Monday, January 7, 2013


Coming to Kofu has been special to me somehow. Like slipping into an old sweater, or coming in a warm house from the snow. I feel like I belong here. Something just tells me that, right now, I am supposed to be here. Like it's always been the plan. The feeling is beautiful and sweet. There is a peace and a burning that has entered my heart since coming here. I wish I could describe it better, but it's one of those things that you feel much more then you can say. 

Shogatsu gave me the chance to learn quickly about the ward and its fantastic members. We had 7 invites to peoples homes last week- all of them nearly back to back every day. I didn't know I was capable of digesting so much food!! And have you heard of mochi? Basically Japanese people are big fans of rice, and they've come up with every possible way to eat it. Mochi is one of them. To make mochi they get together and have 'mochisuki' which is kind of like a big party where everyone puts rice in these big log looking things and then pound it with mallets until it becomes this chewy white block of....well...mochi. Sometimes they add things like nuts or sea weed or sweet beans, and there are about a million different ways to eat it. One little block of mochi equals about one bowl of rice. Are you starting to understand the danger of mochi??? It's a good thing we are running every morning this transfer! "How many pieces of mochi would you like in your soup?" "Hmm maybe one would be good?" "Here have three!!" Hahaha. It was lots of fun though.

Tasks to perform:
1) Reproduce the passage of the Kofu blog post that begins with "Coming to Kofu" and ends with "you can say.".
2) In the records, rewrite the lines from the one containing "of the pickup" through the one containing "(1106, 585)", replacing "asphalt" with "concrete" and leaving everything else as it is.

Provided information:
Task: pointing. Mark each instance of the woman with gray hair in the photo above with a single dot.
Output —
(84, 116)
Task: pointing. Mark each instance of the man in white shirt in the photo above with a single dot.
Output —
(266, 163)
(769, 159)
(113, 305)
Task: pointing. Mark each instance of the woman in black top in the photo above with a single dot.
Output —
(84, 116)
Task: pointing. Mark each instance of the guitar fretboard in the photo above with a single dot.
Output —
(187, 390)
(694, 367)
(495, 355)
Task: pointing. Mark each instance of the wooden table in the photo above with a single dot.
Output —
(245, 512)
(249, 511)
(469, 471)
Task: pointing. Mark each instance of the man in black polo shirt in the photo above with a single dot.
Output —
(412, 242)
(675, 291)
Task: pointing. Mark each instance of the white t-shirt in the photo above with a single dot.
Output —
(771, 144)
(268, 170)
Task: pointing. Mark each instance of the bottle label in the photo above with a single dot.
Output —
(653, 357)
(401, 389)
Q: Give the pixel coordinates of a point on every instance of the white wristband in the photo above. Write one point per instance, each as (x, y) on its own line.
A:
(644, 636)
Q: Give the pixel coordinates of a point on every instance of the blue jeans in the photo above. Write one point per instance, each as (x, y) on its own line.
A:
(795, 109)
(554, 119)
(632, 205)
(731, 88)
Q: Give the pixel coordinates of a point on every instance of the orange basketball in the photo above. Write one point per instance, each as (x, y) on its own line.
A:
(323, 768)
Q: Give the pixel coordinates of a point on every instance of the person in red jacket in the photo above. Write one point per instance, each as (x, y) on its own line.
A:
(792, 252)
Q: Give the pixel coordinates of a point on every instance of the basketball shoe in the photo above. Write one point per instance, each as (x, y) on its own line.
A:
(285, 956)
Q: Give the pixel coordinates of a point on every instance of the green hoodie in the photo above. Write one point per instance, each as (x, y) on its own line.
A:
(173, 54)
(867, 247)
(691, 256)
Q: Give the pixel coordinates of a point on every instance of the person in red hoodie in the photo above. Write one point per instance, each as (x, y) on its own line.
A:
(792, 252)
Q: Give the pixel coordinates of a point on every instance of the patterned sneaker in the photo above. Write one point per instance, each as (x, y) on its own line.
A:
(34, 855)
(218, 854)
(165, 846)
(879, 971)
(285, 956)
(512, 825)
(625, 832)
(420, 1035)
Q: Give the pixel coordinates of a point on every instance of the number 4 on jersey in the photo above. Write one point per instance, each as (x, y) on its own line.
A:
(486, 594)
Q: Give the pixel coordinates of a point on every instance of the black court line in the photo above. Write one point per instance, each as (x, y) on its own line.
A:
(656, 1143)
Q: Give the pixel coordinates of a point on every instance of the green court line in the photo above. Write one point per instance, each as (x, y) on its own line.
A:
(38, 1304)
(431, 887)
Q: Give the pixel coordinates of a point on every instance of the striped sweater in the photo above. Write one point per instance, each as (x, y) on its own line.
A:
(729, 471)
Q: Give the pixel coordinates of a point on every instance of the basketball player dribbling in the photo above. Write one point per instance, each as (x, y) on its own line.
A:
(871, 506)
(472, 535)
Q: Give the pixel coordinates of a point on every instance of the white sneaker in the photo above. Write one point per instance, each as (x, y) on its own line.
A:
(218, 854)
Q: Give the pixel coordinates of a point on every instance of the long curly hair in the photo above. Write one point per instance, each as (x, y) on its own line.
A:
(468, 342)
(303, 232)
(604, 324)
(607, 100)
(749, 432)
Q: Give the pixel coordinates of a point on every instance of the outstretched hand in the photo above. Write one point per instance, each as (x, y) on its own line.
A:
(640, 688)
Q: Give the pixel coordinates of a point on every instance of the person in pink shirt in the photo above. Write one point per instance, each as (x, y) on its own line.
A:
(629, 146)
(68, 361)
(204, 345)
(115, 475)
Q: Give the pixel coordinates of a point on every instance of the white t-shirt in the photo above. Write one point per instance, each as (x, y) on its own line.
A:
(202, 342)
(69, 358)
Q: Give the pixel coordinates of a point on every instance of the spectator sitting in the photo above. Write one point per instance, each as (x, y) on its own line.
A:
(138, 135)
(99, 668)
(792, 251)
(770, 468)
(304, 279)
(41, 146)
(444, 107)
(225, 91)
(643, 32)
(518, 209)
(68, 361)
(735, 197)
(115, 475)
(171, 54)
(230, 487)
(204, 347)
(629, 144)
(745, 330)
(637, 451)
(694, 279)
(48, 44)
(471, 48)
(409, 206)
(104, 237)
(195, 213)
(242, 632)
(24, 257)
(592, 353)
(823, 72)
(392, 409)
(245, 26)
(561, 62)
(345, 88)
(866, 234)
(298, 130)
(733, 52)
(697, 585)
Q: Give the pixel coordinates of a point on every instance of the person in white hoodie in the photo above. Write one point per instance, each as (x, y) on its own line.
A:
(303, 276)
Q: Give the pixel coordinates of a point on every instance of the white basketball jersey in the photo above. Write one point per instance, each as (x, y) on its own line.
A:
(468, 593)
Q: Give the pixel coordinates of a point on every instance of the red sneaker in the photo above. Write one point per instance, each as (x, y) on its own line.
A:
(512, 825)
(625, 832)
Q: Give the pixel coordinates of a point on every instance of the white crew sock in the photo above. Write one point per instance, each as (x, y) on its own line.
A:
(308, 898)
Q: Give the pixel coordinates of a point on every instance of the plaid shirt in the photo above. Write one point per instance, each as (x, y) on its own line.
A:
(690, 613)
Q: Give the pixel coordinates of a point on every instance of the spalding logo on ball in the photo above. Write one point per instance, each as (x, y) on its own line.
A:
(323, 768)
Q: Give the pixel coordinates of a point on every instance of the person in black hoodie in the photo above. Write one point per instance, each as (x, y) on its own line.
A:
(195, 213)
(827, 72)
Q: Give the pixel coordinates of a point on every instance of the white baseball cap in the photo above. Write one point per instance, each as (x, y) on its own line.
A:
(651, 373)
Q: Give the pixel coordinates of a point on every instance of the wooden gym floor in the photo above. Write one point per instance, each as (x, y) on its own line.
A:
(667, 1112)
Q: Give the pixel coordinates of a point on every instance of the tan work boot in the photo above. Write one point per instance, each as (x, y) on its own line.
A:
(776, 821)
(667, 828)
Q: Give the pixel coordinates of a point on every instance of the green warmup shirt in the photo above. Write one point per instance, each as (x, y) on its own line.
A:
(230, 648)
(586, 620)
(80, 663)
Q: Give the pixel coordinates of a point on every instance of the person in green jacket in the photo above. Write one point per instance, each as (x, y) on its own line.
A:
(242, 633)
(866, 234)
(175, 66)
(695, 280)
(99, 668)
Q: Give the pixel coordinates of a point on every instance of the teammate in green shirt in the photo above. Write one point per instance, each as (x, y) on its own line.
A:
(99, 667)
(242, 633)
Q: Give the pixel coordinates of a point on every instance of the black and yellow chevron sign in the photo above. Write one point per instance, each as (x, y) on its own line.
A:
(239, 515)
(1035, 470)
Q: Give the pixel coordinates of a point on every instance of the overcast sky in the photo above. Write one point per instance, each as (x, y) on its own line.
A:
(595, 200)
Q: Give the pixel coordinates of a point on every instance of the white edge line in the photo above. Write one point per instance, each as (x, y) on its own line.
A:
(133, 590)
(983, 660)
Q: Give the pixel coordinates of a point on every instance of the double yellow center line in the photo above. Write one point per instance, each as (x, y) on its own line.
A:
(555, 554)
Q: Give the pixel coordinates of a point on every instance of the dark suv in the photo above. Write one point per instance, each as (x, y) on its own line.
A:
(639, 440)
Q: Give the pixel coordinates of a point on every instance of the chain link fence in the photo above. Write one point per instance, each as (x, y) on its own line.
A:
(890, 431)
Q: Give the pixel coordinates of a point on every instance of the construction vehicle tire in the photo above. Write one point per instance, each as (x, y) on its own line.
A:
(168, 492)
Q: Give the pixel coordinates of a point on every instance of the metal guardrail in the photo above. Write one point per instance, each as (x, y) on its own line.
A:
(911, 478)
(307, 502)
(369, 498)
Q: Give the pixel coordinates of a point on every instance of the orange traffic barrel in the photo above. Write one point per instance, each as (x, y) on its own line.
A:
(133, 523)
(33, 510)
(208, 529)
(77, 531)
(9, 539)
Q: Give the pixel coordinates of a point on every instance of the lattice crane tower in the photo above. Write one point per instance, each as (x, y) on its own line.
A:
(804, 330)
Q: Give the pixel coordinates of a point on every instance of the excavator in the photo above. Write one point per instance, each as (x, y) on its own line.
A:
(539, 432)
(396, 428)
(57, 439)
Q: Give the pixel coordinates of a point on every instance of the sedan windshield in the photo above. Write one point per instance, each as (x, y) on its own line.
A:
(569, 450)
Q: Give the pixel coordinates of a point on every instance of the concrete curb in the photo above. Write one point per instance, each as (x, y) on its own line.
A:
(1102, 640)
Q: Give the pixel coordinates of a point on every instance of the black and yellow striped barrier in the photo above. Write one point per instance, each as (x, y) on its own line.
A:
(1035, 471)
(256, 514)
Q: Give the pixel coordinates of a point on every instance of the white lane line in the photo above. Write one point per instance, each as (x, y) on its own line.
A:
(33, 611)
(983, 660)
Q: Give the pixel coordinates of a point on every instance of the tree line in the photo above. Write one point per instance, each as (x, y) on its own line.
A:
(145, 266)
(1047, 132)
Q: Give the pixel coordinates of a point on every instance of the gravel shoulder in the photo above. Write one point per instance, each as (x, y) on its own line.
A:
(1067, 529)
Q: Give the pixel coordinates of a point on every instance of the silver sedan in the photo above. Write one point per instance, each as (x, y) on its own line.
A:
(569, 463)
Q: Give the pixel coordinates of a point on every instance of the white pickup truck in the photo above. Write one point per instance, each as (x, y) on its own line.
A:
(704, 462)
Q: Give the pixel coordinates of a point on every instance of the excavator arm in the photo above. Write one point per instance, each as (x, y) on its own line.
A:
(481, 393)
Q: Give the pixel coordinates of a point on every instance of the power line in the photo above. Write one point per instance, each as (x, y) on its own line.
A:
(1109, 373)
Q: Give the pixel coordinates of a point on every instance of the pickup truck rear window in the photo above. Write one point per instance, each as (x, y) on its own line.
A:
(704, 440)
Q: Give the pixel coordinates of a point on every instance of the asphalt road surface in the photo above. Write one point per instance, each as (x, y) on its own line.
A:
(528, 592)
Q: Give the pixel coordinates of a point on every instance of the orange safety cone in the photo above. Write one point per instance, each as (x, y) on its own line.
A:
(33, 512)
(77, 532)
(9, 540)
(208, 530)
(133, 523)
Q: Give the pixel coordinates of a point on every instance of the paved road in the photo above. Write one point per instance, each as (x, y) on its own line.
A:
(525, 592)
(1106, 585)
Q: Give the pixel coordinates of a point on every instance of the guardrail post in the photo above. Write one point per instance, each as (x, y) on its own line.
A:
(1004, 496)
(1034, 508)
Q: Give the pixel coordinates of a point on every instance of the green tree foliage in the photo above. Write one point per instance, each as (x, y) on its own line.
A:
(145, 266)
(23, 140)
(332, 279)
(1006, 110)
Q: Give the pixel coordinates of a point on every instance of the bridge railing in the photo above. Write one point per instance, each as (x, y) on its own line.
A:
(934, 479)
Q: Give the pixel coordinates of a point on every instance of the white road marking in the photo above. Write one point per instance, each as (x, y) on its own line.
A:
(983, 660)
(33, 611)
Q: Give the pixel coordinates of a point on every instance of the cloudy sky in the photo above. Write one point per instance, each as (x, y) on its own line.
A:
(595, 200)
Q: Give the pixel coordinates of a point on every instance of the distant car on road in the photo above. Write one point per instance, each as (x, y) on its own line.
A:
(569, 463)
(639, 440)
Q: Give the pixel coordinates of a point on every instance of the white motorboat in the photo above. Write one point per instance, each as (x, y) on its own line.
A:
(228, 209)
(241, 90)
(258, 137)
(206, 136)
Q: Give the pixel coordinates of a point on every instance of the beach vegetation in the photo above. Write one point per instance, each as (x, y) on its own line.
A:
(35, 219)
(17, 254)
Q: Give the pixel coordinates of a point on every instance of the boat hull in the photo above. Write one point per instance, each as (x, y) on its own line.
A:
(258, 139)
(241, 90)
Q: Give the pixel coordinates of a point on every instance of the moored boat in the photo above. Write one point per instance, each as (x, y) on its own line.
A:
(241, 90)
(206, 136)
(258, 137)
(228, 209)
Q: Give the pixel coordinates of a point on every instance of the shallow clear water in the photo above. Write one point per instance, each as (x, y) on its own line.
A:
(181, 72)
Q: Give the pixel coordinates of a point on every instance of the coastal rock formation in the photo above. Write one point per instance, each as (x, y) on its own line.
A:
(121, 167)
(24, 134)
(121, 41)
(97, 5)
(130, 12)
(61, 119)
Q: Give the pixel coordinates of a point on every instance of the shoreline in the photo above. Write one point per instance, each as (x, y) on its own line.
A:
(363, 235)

Answers in order:
1)
Coming to Kofu has been special to me somehow. Like slipping into an old sweater, or coming in a warm house from the snow. I feel like I belong here. Something just tells me that, right now, I am supposed to be here. Like it's always been the plan. The feeling is beautiful and sweet. There is a peace and a burning that has entered my heart since coming here. I wish I could describe it better, but it's one of those things that you feel much more then you can say.

2)
Q: Give the pixel coordinates of a point on every instance of the pickup truck rear window in the photo above. Write one point per instance, each as (x, y) on its own line.
A:
(704, 440)
Q: Give the pixel coordinates of a point on every instance of the concrete road surface in the photo above. Write one point per instance, each as (x, y) on its own line.
A:
(528, 592)
Q: Give the pixel coordinates of a point on every instance of the orange safety cone in the photo above. Write one point per instance, each as (x, y) on its own line.
A:
(33, 512)
(77, 532)
(9, 540)
(208, 530)
(133, 523)
Q: Give the pixel coordinates of a point on every instance of the paved road in the photo above. Write one point per instance, each as (x, y) on its own line.
A:
(525, 592)
(1106, 585)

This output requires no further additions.